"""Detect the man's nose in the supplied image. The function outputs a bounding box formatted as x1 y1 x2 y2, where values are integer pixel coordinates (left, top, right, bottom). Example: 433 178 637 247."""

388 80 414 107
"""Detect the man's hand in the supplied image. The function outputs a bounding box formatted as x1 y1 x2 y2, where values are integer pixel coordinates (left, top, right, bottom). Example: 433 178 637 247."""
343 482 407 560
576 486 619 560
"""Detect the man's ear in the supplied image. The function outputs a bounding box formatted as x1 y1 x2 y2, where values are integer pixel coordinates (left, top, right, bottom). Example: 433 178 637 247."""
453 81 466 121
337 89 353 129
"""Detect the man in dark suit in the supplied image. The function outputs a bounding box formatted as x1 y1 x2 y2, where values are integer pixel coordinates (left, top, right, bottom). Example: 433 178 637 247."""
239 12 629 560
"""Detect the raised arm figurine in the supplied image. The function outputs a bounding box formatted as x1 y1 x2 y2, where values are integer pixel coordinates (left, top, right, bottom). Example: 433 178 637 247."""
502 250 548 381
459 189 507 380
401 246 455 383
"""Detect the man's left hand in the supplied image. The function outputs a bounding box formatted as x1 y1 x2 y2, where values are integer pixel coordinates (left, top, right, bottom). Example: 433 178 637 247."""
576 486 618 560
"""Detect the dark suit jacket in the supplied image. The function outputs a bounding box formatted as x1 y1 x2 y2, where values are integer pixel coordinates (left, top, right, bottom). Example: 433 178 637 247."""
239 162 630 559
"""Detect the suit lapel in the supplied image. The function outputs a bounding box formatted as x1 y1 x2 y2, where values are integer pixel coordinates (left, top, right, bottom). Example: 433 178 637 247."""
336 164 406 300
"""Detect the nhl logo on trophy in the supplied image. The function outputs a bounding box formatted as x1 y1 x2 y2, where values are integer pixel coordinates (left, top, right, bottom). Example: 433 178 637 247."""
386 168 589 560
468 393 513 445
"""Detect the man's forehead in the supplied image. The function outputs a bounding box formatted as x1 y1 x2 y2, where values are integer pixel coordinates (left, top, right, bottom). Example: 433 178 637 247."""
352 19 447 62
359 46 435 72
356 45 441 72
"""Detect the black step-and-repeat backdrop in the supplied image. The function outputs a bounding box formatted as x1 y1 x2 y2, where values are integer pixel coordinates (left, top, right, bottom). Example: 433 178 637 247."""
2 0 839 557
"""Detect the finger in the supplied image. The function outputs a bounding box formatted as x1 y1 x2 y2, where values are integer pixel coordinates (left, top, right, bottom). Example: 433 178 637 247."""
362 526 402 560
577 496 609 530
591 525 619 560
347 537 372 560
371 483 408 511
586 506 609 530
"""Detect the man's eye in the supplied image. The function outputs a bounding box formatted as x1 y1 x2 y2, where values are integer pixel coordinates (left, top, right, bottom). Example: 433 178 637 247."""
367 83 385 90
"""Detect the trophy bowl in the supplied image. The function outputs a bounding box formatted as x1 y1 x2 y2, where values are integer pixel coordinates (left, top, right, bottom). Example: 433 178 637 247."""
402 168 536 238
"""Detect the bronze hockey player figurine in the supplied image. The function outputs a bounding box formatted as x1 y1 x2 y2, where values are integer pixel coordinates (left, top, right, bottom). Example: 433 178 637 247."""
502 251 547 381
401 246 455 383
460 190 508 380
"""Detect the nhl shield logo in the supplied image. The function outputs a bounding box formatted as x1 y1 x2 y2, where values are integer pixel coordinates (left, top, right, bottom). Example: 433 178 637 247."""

Work order →
When transcribing the data, keep every line exactly as it is.

Exercise response →
"""Detect the man's nose in the supplied image. The function outputs a bounding box formatted as x1 y1 x2 y2, where values are integer pixel coordinates (left, top, right, bottom). Example: 433 178 637 247."""

388 80 414 107
"""Detect the man's hand in the supplied image. The function outputs a bounding box formatted as x1 y1 x2 y2, where values are integer pixel coordinates (left, top, right, bottom). Example: 433 178 637 247."""
343 482 407 560
576 486 619 560
"""Detect the man's ear in the supplied image. The function outputs a bounding box formatted as x1 y1 x2 y2, where values are integer pixel coordinates (left, top, right, bottom). Example: 433 178 637 247."""
453 81 466 121
337 89 353 129
"""Detect the man in dark suit in the supplied image. The function outputs a bounding box formatted as x1 y1 x2 y2, where values are integer pixel coordinates (left, top, right, bottom). Example: 433 178 637 247."""
239 12 629 560
"""Detect the raised arm figurine in the supplied image. The function outputs a bounding box formatted as x1 y1 x2 y2, where values are integer pixel coordinates (left, top, right, bottom). Example: 433 178 637 247."""
502 250 548 381
459 189 507 380
401 246 455 383
"""Detect the man's left hand in the supplied image. The function outputs a bounding box formatted as x1 y1 x2 y2, where values are integer pixel coordinates (left, top, right, bottom). Example: 433 178 637 247."""
576 486 618 560
"""Detect the dark suit jacket in the supplied image. The function outputs a bounding box formatted as x1 y1 x2 y2, where values are integer pixel coordinates (left, top, right, bottom). Example: 433 178 637 247."""
239 162 630 559
"""Detect the suit lapel in the supplied image. The function outputs a bounding box formatted as x1 y1 x2 y2, where values are integer pixel coordinates (left, top, right, bottom). Example: 433 178 637 247."""
336 164 406 300
"""Detect the nhl logo on trophy in the supplied image. The function outputs a bounding box formatted as x1 y1 x2 y2, where values are integer pixel coordinates (left, top, right, bottom). Example: 433 178 637 247."""
386 168 589 560
468 393 513 445
"""Detect the man's forehead in the supplied image. The function outputs a bounding box formatted as x1 y1 x2 y2, where values are integer pixel coordinates (left, top, right, bottom). Example: 433 178 637 247."""
352 19 447 62
359 46 435 72
356 45 441 72
"""Detect the black step-and-repeat backdrop in the supplied image. The function outputs a bounding box formatted as x1 y1 x2 y2, where values are integer pixel coordinates (left, top, right, bottom). Example: 433 178 637 247."""
2 0 839 557
"""Detect the finger in the supplied image. The function outputs a bounding box formatted as x1 y1 x2 y2, where values are integer pixel coordinates (left, top, right, bottom). Example: 433 178 637 247."""
362 526 402 560
577 496 609 530
591 525 619 560
347 537 372 560
371 483 408 511
586 506 609 530
"""Detect the man's eye in the supplied image. The function outputs a bounding box formatted as x1 y1 x2 y2, where values are integer pixel coordinates (left, top, right, bottom). Example: 433 178 637 247."""
367 83 385 90
"""Detect the trophy bowl in the supplied image. The function outputs a bounding box formatted as x1 y1 x2 y2, where values are integer pixel coordinates (left, top, right, bottom). Example: 433 178 637 247."""
402 168 536 238
"""Detect the bronze hockey player figurine in the supplied image. The function outputs a bounding box formatted as x1 y1 x2 y2, where values are integer pixel coordinates (left, top, right, bottom). Example: 433 178 637 247."""
502 251 547 381
401 246 455 383
460 190 508 380
"""Detect the nhl shield logo in the supplied image. The function outputs a bounding box formatted as x1 y1 x2 y2, where values are integer pixel coordinates (left, top, right, bottom). Example: 433 178 637 247."""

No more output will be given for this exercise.